#### GOAL OF THE EXERCISE:
Apart from the pictures, every entry must be retyped exactly.

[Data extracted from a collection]

━━━━━━━━━━━━━━━━━━━━━━━━━━━━━━

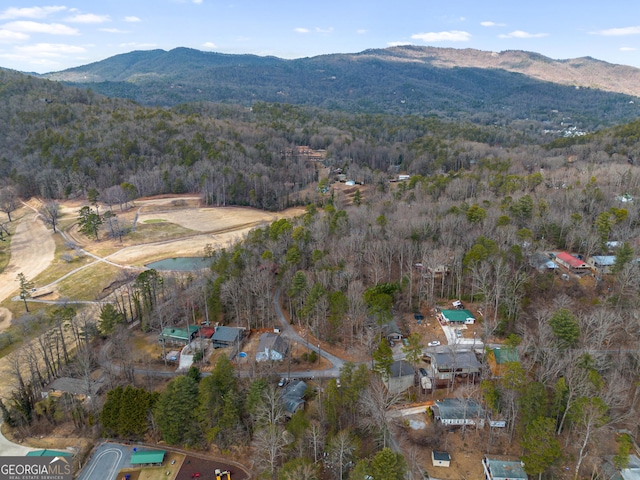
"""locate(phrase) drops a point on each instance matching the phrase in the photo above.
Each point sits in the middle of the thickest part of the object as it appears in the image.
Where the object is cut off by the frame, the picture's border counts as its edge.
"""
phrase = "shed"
(440, 459)
(503, 469)
(293, 396)
(457, 316)
(48, 453)
(542, 263)
(148, 457)
(602, 263)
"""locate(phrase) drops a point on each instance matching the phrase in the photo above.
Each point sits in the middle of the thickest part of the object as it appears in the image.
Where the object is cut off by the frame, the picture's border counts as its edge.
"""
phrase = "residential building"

━━━━━━━━━━━━━━━━━━━━━━━━━━━━━━

#### EXERCISE OUTPUT:
"""locate(phrase) drops a point on each instance matching the phrase in the photo above.
Each point sits in the middle of the thickest part of the object as it appears in the image.
Where the object is cut off by the frame, the picture's border counts as its edge.
"""
phrase = "shed"
(440, 459)
(503, 469)
(293, 396)
(457, 316)
(48, 453)
(542, 263)
(148, 457)
(602, 263)
"""locate(phrase) drops a point on each instance matching the phrase in the photo above.
Each point sits in the middle of the thickest part of the object as it appears in the image.
Where the object is cut off by the frame, the picture's border counts as its edge.
"""
phrase = "residential building"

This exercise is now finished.